### TASK TO COMPLETE
Print out every entry, keeping each line identical to the original.

Source records:
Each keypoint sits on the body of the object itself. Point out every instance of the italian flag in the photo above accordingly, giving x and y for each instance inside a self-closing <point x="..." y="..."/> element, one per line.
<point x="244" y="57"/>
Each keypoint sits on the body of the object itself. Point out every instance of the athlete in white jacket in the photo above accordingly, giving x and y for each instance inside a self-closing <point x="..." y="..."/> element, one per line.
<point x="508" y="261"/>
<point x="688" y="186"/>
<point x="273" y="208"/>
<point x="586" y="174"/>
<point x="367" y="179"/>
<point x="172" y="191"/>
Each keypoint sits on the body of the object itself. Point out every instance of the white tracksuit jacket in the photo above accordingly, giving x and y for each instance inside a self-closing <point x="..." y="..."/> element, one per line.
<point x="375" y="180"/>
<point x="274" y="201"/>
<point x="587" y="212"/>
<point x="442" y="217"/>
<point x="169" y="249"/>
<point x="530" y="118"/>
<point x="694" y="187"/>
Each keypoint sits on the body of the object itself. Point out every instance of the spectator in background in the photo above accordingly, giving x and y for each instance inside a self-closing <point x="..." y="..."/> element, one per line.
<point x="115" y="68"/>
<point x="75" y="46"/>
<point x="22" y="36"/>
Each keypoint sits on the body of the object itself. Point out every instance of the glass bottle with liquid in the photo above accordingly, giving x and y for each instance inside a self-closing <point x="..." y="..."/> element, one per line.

### TASK ANSWER
Each keypoint sits on the body of the object itself. Point out every instance of the italian flag in the photo above accordingly, giving x and y for each instance inside a self-closing <point x="..." y="..."/> element, one per line.
<point x="244" y="57"/>
Each keypoint sits on the body of the object itself. Point out every instance of the athlete in white jacket in the photo above accordingly, giving x and y for each instance inside a self-closing <point x="..." y="..."/> element, one per line.
<point x="508" y="261"/>
<point x="688" y="186"/>
<point x="273" y="208"/>
<point x="586" y="174"/>
<point x="367" y="179"/>
<point x="172" y="191"/>
Each keypoint sits on the body of the object itself. Point out every instance of the white tracksuit jacket in the photo above accordingly, giving x and y for each instance inside a self-closing <point x="..." y="..."/> element, one per line.
<point x="375" y="180"/>
<point x="274" y="201"/>
<point x="587" y="212"/>
<point x="442" y="217"/>
<point x="169" y="249"/>
<point x="530" y="118"/>
<point x="694" y="187"/>
Each keypoint sits on the body of the object itself. Point out every instance of the spectator in background in the photo above accordingly, giving x and y for each instance inside a self-closing <point x="..." y="..."/> element, one per line.
<point x="115" y="68"/>
<point x="75" y="46"/>
<point x="22" y="36"/>
Each keypoint sits on the body of the object itself. Point out every instance of the glass bottle with liquid in the photo above accordingly, giving x and y for each instance inside a self-closing <point x="..." y="..."/> element, one per line.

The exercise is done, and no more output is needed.